• [PROVIDED TEXT]
^^^^

Where the destination of the vehicle 100 is known (such as when a driver enters a destination in a routing application), the control decisions 440 may be determined based on a known route to the destination using information from the navigation map 452 for the known route. When the destination is not known, then the planner 326 may consider possible routes within a threshold distance of the vehicle 100. The possible routes may be determined based on information from the navigation map 452, such as turn probabilities, and can also be determined based on information regarding previous destinations visited by the driver of the vehicle 100.
The current speed 453 of the vehicle 100 may be a scalar value expressed in a suitable form, such as meters per second or kilometers per hour. The current speed 453 may be obtained from a wheel speed sensor, from the location unit 131, or from any other suitable source.
The accelerator pedal state 454 is a value that represents a degree of operation of an accelerator pedal of the vehicle 100 and represents a driver demand for driving torque and/or acceleration of the vehicle 100. The accelerator pedal state 454 may be a value that ranges from a minimum that represents no operation of the accelerator pedal (e.g., no force applied by the driver) and a maximum that represents full operation of the accelerator pedal. The minimum and maximum values of the accelerator pedal state may be subject to dead zones. Operation of the accelerator pedal may be sensed by a suitable type of sensor. In one implementation, a position sensor is used to measure movement of the accelerator pedal away from the resting/no operation position, and the accelerator pedal state may be a function (e.g., a linear function between minimum and maximum) of the distance (e.g., an angular distance or a linear distance) by which the driver of the vehicle 100 has moved the accelerator pedal. In an alternative, a force sensor such as a load cell is used to measure the force applied to the accelerator pedal and the accelerator pedal state may be a function (e.g., linear between minimum and maximum) of the force applied by the driver.
The brake pedal state 455 is a value that represents a degree of operation of a brake pedal of the vehicle 100 and represents a driver request for deceleration. The brake pedal state 455 may be a value that ranges from a minimum that represents no operation of the brake pedal (e.g., no force applied by the driver) and a maximum that represents full operation of the brake pedal. The brake pedal state 455 may otherwise be implemented in the manner discussed with respect to the accelerator pedal state 454.
The eco mode state 456 indicates whether the eco mode is currently active or whether a different driving mode is currently active. The eco mode state 456 may be changed (e.g., between activation and non-activation of the eco mode) by the planner 326 via the control decision 440 or by a user input. The user input may be operation of an HMI feature such as a physical button or a control displayed on a touch-sensitive input device.
The following distance 457 is a value that represents a distance between the vehicle 100 and a preceding vehicle that is travelling directly ahead of the vehicle 100 on the vehicle transportation network 220. The following distance 457 may be obtained from a sensor, such as the on-vehicle sensor 209. Suitable sensing modalities can be used, such as radar, laser, LIDAR, etc.

^^^^

[Position identification records]

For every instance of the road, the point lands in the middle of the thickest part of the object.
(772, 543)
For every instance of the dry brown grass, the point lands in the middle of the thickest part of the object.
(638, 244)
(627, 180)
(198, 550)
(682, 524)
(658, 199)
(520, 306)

^^^^

• [TASKS FOR THIS EXERCISE]
1) Return the passage of the vehicle control text that begins at the words "The brake pedal state 455 is" and stops after the words "pedal state 454.", copied word for word.
2) List every item in the vehicle control text whose reference number falls between 450 and 459, giving each with its number.

• [SOLVED TASKS]
1)
The brake pedal state 455 is a value that represents a degree of operation of a brake pedal of the vehicle 100 and represents a driver request for deceleration. The brake pedal state 455 may be a value that ranges from a minimum that represents no operation of the brake pedal (e.g., no force applied by the driver) and a maximum that represents full operation of the brake pedal. The brake pedal state 455 may otherwise be implemented in the manner discussed with respect to the accelerator pedal state 454.

2)
- navigation map 452
- current speed 453
- accelerator pedal state 454
- brake pedal state 455
- eco mode state 456
- following distance 457